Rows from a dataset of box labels

+ + + + + + +

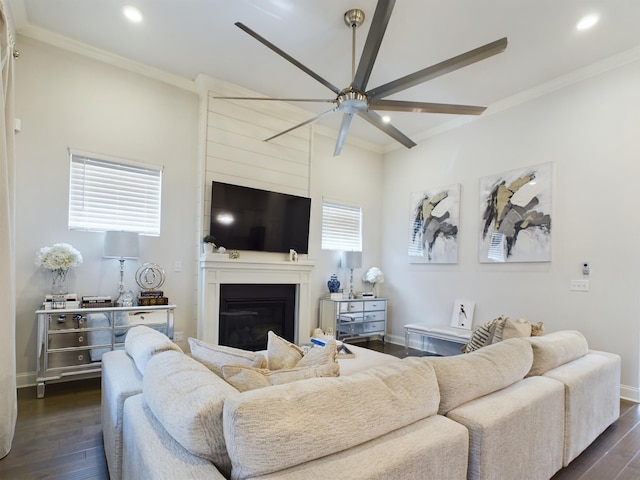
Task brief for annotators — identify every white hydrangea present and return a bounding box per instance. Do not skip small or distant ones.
[36,243,82,270]
[362,267,384,285]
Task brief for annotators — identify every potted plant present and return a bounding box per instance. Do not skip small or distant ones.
[202,235,216,253]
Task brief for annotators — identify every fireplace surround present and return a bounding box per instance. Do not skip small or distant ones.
[197,254,315,344]
[218,283,296,351]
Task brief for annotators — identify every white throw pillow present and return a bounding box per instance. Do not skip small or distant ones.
[267,331,304,370]
[189,338,267,377]
[222,362,340,392]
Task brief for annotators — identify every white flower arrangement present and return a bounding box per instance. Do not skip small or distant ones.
[36,243,82,272]
[362,267,384,285]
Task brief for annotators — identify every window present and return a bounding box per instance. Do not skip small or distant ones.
[69,148,162,235]
[322,200,362,252]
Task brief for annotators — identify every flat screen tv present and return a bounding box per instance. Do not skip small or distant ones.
[209,181,311,253]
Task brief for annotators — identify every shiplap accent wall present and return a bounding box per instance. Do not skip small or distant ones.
[199,78,313,233]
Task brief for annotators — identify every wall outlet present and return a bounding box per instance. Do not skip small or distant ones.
[571,280,589,292]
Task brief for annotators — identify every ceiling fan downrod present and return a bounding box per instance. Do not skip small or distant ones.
[344,8,364,81]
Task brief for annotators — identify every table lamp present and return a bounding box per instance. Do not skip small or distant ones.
[342,252,362,298]
[102,232,138,306]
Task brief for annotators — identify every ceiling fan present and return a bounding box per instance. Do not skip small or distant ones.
[215,0,507,155]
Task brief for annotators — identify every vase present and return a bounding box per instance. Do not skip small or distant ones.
[51,268,69,295]
[327,273,340,293]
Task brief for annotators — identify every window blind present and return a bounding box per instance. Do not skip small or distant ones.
[322,200,362,252]
[69,152,162,235]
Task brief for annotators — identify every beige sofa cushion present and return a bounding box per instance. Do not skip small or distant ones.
[425,338,533,415]
[223,358,439,478]
[525,330,589,377]
[222,362,340,392]
[142,351,238,475]
[189,338,267,377]
[296,339,338,367]
[124,325,182,375]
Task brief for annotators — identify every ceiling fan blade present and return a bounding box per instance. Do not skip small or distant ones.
[263,106,338,142]
[351,0,396,92]
[358,110,416,148]
[369,100,487,115]
[235,22,341,95]
[212,97,336,103]
[367,37,507,102]
[333,113,353,157]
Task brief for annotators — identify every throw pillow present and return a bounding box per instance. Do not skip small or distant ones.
[296,339,338,367]
[267,330,304,370]
[531,322,544,337]
[465,317,505,353]
[222,363,340,392]
[502,318,531,340]
[189,338,267,377]
[491,315,507,345]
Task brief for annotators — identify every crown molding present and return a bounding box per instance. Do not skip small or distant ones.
[18,23,197,93]
[383,45,640,153]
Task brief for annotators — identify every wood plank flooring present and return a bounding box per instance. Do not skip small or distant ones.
[0,341,640,480]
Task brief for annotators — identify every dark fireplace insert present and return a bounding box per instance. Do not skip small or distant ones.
[218,283,296,351]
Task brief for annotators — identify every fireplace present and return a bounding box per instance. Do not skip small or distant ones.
[218,283,296,351]
[197,252,316,348]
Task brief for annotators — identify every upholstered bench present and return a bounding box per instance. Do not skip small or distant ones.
[404,323,471,350]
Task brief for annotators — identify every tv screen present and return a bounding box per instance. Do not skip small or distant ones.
[209,181,311,253]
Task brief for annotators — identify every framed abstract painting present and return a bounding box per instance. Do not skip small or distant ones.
[409,184,460,263]
[478,163,552,263]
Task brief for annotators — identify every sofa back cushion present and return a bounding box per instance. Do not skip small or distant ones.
[188,337,267,377]
[526,330,589,377]
[142,351,238,475]
[223,358,439,478]
[124,325,182,375]
[425,338,533,415]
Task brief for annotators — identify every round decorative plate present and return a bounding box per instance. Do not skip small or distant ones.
[136,263,165,290]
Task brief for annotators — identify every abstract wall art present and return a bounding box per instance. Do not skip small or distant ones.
[409,184,460,263]
[478,163,552,263]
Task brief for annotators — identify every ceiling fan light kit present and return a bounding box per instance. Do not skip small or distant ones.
[222,0,507,155]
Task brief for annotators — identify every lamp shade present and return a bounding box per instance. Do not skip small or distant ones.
[102,232,138,258]
[342,252,362,268]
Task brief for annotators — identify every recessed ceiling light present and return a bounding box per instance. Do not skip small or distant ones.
[576,13,600,30]
[122,5,143,23]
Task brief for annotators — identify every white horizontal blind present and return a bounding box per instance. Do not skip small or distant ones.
[69,152,162,235]
[322,200,362,252]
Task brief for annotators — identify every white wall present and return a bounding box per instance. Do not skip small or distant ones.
[309,131,385,305]
[382,61,640,398]
[16,38,199,384]
[16,37,382,386]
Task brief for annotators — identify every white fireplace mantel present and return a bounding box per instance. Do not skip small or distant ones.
[197,254,314,345]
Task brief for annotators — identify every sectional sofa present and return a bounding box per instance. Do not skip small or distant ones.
[102,327,620,480]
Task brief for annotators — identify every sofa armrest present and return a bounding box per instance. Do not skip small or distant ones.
[101,350,142,480]
[122,395,225,480]
[252,415,469,480]
[124,325,182,375]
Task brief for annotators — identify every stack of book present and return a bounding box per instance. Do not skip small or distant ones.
[138,290,169,307]
[82,295,113,308]
[43,293,80,310]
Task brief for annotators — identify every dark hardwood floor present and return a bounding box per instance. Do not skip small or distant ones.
[0,341,640,480]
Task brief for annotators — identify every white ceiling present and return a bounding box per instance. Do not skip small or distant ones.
[9,0,640,150]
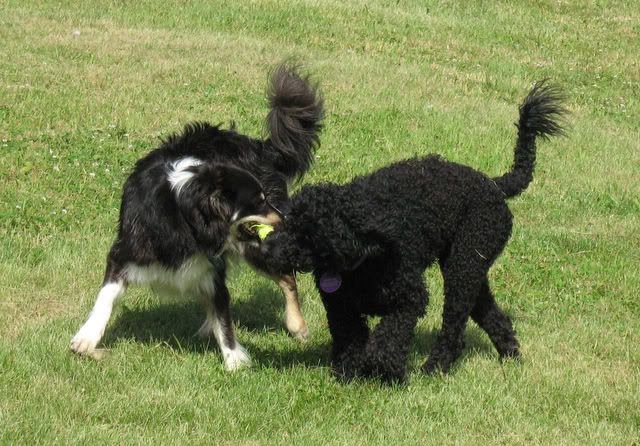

+ + + + + + +

Format the part of the records that opens with the line containing "Task brief for annotators — identify every dark fireplace" and closes with the line containing "[197,252,316,348]" as a Markdown table with the columns Row and Line, leaving out blank lines.

*Result for this task*
| Row | Line |
|---|---|
| 1 | Task brief for annotators — identify every dark fireplace insert present and return a bounding box per instance. Do not skip small or distant ones. |
| 2 | [218,283,296,351] |
| 3 | Task brief for annotators — identify every fireplace present and return a bounding box per instance. Do not skip small or distant ones. |
| 4 | [218,283,296,351] |
| 5 | [197,252,316,348] |